- ASSIGNED TASK: An exact copy of the records is needed; please leave the images out.

[EXTRACTED RECORDS — start]

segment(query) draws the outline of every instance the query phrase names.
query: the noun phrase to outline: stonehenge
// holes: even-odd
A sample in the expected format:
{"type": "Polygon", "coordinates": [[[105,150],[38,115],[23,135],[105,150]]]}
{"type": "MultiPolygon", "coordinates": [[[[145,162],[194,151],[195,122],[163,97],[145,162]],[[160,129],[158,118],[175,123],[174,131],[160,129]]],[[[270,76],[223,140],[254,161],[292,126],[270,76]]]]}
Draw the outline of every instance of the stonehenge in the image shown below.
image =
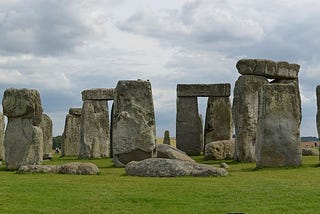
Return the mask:
{"type": "Polygon", "coordinates": [[[122,80],[115,88],[112,148],[116,167],[155,157],[156,124],[151,84],[122,80]]]}
{"type": "Polygon", "coordinates": [[[52,158],[52,120],[47,114],[42,114],[40,123],[43,134],[43,160],[52,158]]]}
{"type": "Polygon", "coordinates": [[[4,140],[4,115],[0,112],[0,162],[1,160],[4,160],[4,146],[3,146],[3,140],[4,140]]]}
{"type": "Polygon", "coordinates": [[[4,92],[2,106],[4,115],[8,117],[4,137],[6,168],[17,170],[22,165],[40,164],[43,134],[39,92],[9,88],[4,92]]]}
{"type": "Polygon", "coordinates": [[[320,138],[320,85],[316,88],[316,96],[317,96],[317,116],[316,116],[316,125],[318,131],[318,138],[320,138]]]}
{"type": "Polygon", "coordinates": [[[165,130],[164,131],[163,144],[170,145],[170,133],[169,133],[169,130],[165,130]]]}
{"type": "Polygon", "coordinates": [[[300,66],[242,59],[236,67],[242,76],[234,88],[235,159],[257,167],[299,166],[300,66]]]}
{"type": "Polygon", "coordinates": [[[110,157],[108,100],[114,89],[89,89],[82,92],[79,158],[110,157]]]}
{"type": "MultiPolygon", "coordinates": [[[[203,150],[202,142],[202,123],[200,122],[198,113],[198,101],[197,97],[209,97],[211,102],[214,98],[221,98],[226,101],[230,96],[230,84],[178,84],[177,85],[177,114],[176,114],[176,138],[177,138],[177,148],[186,152],[188,155],[200,155],[203,150]],[[223,99],[225,98],[225,99],[223,99]]],[[[218,118],[212,118],[214,111],[218,111],[219,108],[211,110],[211,104],[208,104],[207,109],[204,135],[213,135],[216,130],[214,130],[214,124],[218,122],[218,118]]],[[[227,109],[226,111],[231,112],[230,102],[229,105],[224,105],[227,109]]],[[[219,113],[216,113],[219,115],[219,113]]],[[[231,113],[229,114],[229,116],[231,113]]],[[[225,132],[229,133],[231,136],[231,116],[223,118],[220,126],[226,127],[225,132]],[[225,125],[227,123],[228,125],[225,125]]],[[[217,128],[218,129],[218,128],[217,128]]],[[[205,137],[206,138],[206,137],[205,137]]],[[[218,139],[223,140],[223,139],[218,139]]]]}
{"type": "Polygon", "coordinates": [[[62,134],[61,155],[78,156],[80,151],[80,125],[82,108],[70,108],[62,134]]]}

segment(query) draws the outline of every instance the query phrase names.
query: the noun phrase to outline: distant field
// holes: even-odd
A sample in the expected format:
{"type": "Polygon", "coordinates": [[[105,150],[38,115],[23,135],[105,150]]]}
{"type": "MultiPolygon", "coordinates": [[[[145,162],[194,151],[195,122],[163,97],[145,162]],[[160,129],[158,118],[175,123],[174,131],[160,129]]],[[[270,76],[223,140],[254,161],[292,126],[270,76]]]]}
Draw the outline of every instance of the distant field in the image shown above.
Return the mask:
{"type": "MultiPolygon", "coordinates": [[[[74,161],[79,160],[55,155],[45,164],[74,161]]],[[[299,168],[258,171],[253,163],[226,161],[229,175],[220,178],[130,177],[111,159],[89,161],[98,165],[100,175],[16,174],[2,168],[0,213],[319,212],[318,157],[303,157],[299,168]]]]}
{"type": "MultiPolygon", "coordinates": [[[[163,137],[157,137],[157,143],[163,143],[163,137]]],[[[176,146],[176,138],[175,137],[171,137],[170,138],[170,145],[171,146],[176,146]]]]}

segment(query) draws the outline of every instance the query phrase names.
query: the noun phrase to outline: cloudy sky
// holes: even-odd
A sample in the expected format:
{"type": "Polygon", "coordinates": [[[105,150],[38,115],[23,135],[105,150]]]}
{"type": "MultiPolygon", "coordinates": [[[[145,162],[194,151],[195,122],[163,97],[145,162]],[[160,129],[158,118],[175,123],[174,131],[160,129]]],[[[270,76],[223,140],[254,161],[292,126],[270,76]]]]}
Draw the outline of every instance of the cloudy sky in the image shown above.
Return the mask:
{"type": "Polygon", "coordinates": [[[0,98],[8,87],[38,89],[59,135],[82,90],[149,79],[157,135],[175,135],[178,83],[233,88],[239,59],[267,58],[301,65],[301,135],[316,136],[319,8],[316,0],[1,0],[0,98]]]}

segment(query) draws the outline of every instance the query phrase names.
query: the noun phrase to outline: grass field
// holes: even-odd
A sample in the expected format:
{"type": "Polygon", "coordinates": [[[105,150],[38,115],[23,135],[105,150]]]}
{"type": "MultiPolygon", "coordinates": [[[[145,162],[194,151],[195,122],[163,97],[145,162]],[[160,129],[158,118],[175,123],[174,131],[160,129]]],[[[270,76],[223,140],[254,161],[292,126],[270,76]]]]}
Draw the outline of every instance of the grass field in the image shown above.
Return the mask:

[EXTRACTED RECORDS — finish]

- THE ANSWER:
segment(query) draws the outline of every instance the query phrase names.
query: the noun phrase to outline: stonehenge
// holes: even-odd
A sample in the expected format:
{"type": "Polygon", "coordinates": [[[105,150],[38,115],[23,135],[105,150]]]}
{"type": "MultiPolygon", "coordinates": [[[[145,162],[194,151],[195,122],[163,97],[145,162]],[[160,129],[158,118],[175,123],[174,131],[160,129]]],[[[270,76],[223,140],[254,161],[292,126],[270,76]]]]}
Draw the outline of every instance of the stonehenge in the image shown below.
image =
Return the mask:
{"type": "Polygon", "coordinates": [[[122,80],[115,88],[112,148],[116,167],[155,157],[156,124],[151,84],[122,80]]]}
{"type": "Polygon", "coordinates": [[[52,158],[52,120],[47,114],[42,114],[40,123],[43,134],[43,160],[52,158]]]}
{"type": "Polygon", "coordinates": [[[4,140],[4,115],[0,112],[0,162],[1,160],[4,160],[4,146],[3,146],[3,140],[4,140]]]}
{"type": "Polygon", "coordinates": [[[4,92],[2,106],[4,115],[8,117],[4,137],[6,168],[17,170],[22,165],[40,164],[43,134],[39,92],[9,88],[4,92]]]}
{"type": "Polygon", "coordinates": [[[320,138],[320,85],[316,88],[316,96],[317,96],[317,116],[316,116],[316,125],[318,131],[318,138],[320,138]]]}
{"type": "Polygon", "coordinates": [[[165,130],[164,131],[163,144],[170,145],[170,133],[169,133],[169,130],[165,130]]]}
{"type": "Polygon", "coordinates": [[[300,66],[242,59],[236,67],[242,76],[234,88],[235,159],[257,167],[299,166],[300,66]]]}
{"type": "Polygon", "coordinates": [[[110,157],[108,100],[114,89],[89,89],[82,92],[79,158],[110,157]]]}
{"type": "MultiPolygon", "coordinates": [[[[203,150],[202,142],[202,123],[200,122],[198,113],[198,101],[197,97],[209,97],[211,102],[214,98],[221,98],[226,101],[230,96],[230,84],[178,84],[177,85],[177,114],[176,114],[176,138],[177,138],[177,148],[186,152],[188,155],[200,155],[203,150]],[[223,99],[225,98],[225,99],[223,99]]],[[[218,118],[212,118],[214,111],[218,111],[219,108],[211,110],[211,104],[208,104],[207,109],[204,135],[213,135],[216,130],[214,130],[214,124],[218,122],[218,118]]],[[[227,109],[226,111],[231,112],[230,102],[229,105],[224,105],[227,109]]],[[[219,113],[216,113],[219,115],[219,113]]],[[[231,113],[229,114],[229,116],[231,113]]],[[[225,132],[229,133],[231,136],[231,116],[223,118],[220,126],[226,127],[225,132]],[[225,125],[227,123],[228,125],[225,125]]],[[[217,128],[218,129],[218,128],[217,128]]],[[[205,137],[206,138],[206,137],[205,137]]],[[[218,139],[223,140],[223,139],[218,139]]]]}
{"type": "Polygon", "coordinates": [[[62,134],[61,155],[78,156],[80,151],[80,125],[82,108],[70,108],[62,134]]]}

segment(query) draws the outline of every instance the query phrase names.
query: the noun phrase to outline: distant field
// holes: even-odd
A sample in the expected format:
{"type": "Polygon", "coordinates": [[[105,150],[38,115],[23,135],[105,150]]]}
{"type": "MultiPolygon", "coordinates": [[[[145,162],[194,151],[195,122],[163,97],[145,162]],[[160,129],[158,118],[175,123],[174,131],[160,129]]],[[[270,76],[223,140],[254,161],[292,126],[270,76]]]]}
Draw the outline of every instance of the distant field in the image shown above.
Return the mask:
{"type": "MultiPolygon", "coordinates": [[[[74,161],[79,160],[55,155],[45,164],[74,161]]],[[[299,168],[258,171],[253,163],[226,161],[229,175],[220,178],[130,177],[111,159],[89,161],[98,165],[100,175],[16,174],[2,168],[0,213],[319,212],[318,157],[303,157],[299,168]]]]}
{"type": "MultiPolygon", "coordinates": [[[[163,137],[157,137],[157,143],[163,143],[163,137]]],[[[176,146],[176,138],[175,137],[171,137],[170,138],[170,145],[171,146],[176,146]]]]}

segment(query) draws the outline of every instance the query phrase names.
query: the noun phrase to outline: cloudy sky
// holes: even-odd
A sample in the expected format:
{"type": "Polygon", "coordinates": [[[105,150],[38,115],[23,135],[105,150]]]}
{"type": "MultiPolygon", "coordinates": [[[[145,162],[194,151],[195,122],[163,97],[145,162]],[[160,129],[158,118],[175,123],[174,131],[160,129]]],[[[270,76],[223,140],[254,161],[292,126],[270,76]]]]}
Draw the outline of every instance of the cloudy sky in the image shown above.
Return the mask:
{"type": "Polygon", "coordinates": [[[0,98],[8,87],[38,89],[59,135],[82,90],[149,79],[157,135],[175,135],[178,83],[233,88],[239,59],[267,58],[301,65],[301,135],[316,136],[319,8],[316,0],[1,0],[0,98]]]}

segment(query) draws the outline of every instance the query phrase names.
query: the noun phrase to outline: grass field
// holes: even-odd
A sample in the expected format:
{"type": "Polygon", "coordinates": [[[105,150],[38,115],[23,135],[105,150]]]}
{"type": "MultiPolygon", "coordinates": [[[[145,162],[194,151],[195,122],[163,97],[145,162]],[[160,129],[158,118],[175,123],[174,131],[160,129]]],[[[270,76],[223,140],[254,161],[292,126],[270,76]]]]}
Draw the outline of every instance of the grass field in the image shown above.
Return the mask:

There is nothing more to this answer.